REQUIRED WORK:
Pick out and copy every line of the listing that contains the word "jacket".

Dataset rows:
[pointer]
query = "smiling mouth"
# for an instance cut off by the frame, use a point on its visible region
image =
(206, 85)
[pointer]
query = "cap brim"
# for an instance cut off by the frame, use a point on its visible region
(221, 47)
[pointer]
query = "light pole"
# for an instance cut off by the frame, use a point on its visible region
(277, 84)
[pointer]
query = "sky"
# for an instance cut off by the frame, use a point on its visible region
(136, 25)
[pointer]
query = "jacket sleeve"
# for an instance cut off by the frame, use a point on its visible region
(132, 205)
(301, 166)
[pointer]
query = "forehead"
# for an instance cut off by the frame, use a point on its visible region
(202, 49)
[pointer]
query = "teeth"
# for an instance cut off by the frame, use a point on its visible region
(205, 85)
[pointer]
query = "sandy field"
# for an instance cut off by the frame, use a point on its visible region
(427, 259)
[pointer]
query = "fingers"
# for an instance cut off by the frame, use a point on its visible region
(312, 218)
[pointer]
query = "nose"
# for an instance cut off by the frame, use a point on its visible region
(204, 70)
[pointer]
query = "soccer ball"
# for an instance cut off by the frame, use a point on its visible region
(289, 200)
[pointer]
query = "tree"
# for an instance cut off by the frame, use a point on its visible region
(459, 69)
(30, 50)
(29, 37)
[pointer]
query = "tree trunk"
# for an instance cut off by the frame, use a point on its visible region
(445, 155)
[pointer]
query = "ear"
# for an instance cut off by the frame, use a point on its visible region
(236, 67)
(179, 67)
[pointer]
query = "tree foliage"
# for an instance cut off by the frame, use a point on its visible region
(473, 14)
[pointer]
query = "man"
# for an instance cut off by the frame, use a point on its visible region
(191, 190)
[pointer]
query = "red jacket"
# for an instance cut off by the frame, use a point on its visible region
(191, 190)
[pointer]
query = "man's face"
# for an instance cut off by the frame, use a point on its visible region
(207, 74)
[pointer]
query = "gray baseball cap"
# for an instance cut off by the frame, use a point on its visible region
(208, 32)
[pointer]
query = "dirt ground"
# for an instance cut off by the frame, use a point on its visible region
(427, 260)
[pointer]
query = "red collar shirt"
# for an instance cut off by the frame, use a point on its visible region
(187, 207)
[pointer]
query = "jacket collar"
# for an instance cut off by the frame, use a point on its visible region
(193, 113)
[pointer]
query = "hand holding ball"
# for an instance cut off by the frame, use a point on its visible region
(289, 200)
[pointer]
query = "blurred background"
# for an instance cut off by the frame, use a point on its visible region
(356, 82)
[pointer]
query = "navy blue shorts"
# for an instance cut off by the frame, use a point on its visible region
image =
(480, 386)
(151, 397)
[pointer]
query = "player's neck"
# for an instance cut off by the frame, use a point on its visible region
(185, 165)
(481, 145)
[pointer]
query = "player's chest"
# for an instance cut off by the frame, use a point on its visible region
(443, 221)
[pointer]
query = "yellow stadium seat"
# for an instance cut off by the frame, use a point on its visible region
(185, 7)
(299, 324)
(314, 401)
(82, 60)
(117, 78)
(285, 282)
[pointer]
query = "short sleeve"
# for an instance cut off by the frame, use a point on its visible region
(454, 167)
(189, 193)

...

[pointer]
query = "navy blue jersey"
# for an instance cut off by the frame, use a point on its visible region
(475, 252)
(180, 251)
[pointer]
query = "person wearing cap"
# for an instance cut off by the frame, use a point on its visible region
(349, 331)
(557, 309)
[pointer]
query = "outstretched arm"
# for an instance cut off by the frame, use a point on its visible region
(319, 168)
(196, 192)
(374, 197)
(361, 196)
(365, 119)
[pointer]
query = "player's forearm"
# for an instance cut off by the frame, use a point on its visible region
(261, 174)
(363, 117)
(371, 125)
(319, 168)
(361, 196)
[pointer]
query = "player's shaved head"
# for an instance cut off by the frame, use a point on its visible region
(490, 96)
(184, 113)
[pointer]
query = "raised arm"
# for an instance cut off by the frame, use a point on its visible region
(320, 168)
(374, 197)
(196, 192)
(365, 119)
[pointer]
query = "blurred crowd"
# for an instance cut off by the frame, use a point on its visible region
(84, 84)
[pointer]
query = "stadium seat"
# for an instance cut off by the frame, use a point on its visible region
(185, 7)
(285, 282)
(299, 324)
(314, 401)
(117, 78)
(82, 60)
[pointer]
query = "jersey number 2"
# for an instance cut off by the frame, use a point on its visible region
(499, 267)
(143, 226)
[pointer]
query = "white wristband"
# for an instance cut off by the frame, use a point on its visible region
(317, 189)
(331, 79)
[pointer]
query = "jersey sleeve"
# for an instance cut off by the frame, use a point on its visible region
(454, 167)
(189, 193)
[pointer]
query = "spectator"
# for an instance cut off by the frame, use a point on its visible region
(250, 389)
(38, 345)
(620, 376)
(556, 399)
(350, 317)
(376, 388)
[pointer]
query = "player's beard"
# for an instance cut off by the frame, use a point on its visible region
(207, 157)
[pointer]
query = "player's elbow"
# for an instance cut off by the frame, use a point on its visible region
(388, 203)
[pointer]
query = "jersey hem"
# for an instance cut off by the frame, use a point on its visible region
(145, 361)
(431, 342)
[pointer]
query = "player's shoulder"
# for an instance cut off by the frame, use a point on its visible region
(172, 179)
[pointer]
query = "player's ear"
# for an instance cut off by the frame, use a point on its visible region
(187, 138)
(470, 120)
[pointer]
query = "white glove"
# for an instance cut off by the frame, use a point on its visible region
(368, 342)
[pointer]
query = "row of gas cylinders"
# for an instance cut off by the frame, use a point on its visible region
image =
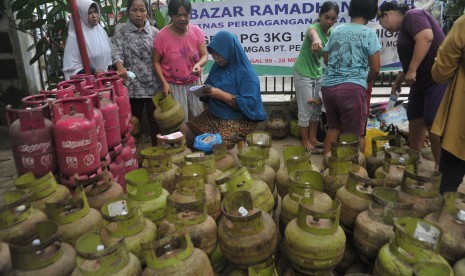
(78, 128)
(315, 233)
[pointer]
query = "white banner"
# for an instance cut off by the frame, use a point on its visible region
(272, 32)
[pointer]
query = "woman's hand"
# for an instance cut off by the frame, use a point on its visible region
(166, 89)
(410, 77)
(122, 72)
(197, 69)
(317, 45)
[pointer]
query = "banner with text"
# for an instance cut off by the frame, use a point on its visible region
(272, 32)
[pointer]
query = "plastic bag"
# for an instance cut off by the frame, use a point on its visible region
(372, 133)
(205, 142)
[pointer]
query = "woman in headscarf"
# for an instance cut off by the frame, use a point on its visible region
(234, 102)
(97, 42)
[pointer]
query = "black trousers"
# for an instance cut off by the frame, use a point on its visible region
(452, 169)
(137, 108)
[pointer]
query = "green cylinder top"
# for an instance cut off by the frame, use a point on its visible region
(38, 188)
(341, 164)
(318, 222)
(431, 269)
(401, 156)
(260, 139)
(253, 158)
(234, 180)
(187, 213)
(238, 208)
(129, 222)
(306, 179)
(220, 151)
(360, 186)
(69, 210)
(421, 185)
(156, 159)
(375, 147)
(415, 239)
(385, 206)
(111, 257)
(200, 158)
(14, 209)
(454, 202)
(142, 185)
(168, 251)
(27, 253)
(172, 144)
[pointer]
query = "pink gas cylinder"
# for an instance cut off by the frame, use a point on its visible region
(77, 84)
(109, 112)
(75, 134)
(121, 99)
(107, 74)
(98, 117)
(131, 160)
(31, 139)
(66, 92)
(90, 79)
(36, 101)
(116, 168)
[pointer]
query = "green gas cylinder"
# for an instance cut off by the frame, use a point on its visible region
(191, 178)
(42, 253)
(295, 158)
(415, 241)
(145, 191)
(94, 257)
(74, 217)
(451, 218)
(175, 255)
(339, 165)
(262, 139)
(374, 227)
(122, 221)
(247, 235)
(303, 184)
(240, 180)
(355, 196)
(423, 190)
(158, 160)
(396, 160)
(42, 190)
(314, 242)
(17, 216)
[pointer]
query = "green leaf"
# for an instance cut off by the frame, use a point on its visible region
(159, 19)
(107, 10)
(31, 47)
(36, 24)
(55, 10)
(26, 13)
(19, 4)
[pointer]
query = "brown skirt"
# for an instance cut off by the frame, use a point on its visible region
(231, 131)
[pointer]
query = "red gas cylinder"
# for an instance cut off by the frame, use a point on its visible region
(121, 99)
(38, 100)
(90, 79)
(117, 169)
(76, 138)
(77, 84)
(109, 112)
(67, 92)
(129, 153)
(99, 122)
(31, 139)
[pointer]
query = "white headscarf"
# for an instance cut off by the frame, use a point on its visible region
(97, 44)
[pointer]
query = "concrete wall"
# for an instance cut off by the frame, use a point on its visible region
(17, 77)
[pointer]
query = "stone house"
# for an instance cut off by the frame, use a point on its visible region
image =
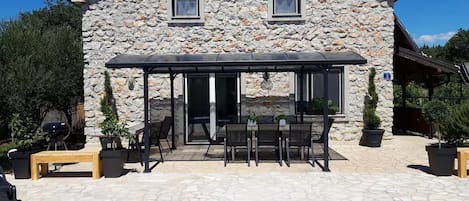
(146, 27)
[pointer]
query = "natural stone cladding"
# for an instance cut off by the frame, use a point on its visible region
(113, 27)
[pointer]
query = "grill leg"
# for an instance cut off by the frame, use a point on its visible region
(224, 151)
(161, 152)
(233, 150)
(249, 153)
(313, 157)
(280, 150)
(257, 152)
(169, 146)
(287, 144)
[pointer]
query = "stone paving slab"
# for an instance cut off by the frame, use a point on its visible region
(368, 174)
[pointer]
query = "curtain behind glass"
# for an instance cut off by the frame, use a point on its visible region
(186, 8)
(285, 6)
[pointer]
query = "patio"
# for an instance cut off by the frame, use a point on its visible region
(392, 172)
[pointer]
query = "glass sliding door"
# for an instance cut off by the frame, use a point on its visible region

---

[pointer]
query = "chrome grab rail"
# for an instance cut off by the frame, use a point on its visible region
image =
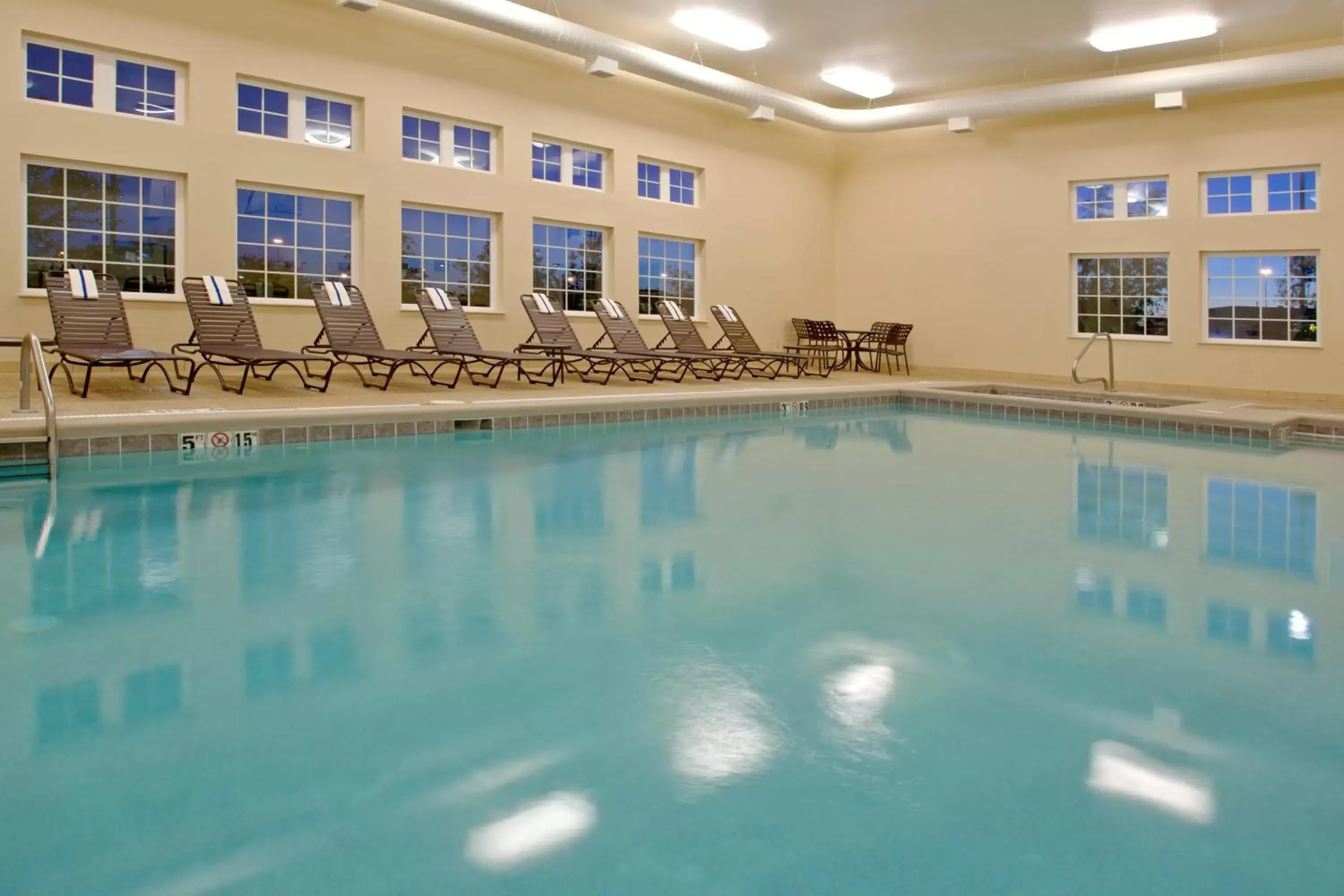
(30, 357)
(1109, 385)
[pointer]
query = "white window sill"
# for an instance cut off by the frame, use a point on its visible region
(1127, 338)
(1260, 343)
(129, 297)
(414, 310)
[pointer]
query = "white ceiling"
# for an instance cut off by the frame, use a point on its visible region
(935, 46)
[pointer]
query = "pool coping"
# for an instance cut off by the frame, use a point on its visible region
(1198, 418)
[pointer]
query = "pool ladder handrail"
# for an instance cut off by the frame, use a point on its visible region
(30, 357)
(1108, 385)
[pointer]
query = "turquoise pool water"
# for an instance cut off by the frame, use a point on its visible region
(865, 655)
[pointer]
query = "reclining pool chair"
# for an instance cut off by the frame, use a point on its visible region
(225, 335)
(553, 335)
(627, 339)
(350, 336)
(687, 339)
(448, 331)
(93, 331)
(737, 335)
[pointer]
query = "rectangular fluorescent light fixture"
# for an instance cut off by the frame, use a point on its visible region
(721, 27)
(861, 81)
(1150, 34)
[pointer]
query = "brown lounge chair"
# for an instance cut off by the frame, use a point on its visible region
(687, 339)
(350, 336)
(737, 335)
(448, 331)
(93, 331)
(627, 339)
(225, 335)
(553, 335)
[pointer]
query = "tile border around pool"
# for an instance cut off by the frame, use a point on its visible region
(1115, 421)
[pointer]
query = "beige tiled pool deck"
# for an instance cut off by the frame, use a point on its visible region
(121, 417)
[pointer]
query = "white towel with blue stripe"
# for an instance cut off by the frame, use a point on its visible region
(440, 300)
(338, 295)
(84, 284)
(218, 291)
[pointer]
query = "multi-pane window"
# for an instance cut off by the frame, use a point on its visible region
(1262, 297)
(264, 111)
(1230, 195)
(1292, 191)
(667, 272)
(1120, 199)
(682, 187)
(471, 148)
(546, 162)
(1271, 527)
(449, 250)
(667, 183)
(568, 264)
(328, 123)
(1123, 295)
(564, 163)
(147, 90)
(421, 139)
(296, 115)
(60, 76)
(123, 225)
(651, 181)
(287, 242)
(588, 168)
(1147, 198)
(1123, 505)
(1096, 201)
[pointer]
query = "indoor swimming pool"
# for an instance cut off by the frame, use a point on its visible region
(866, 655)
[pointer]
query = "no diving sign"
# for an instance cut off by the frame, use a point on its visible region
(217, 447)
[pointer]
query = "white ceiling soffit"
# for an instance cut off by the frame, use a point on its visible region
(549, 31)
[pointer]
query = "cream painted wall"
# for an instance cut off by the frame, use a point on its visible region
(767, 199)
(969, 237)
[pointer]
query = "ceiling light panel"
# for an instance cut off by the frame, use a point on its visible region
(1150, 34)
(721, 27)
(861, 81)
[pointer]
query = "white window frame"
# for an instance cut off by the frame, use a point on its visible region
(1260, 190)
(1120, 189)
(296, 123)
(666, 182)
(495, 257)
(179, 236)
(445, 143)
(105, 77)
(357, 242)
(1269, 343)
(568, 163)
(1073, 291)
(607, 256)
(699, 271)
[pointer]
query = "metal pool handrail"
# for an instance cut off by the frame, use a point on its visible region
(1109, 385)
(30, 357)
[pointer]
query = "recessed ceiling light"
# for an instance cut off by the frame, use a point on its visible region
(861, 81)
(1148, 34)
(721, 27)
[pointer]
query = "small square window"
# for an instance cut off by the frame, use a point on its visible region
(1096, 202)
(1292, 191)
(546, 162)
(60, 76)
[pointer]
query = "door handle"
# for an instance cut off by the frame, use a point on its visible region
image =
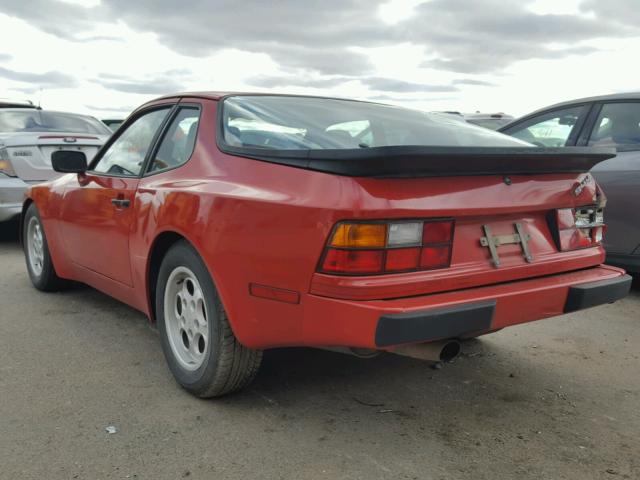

WORKED SOLUTION:
query = "jacket sleeve"
query = "red jacket"
query = "jacket collar"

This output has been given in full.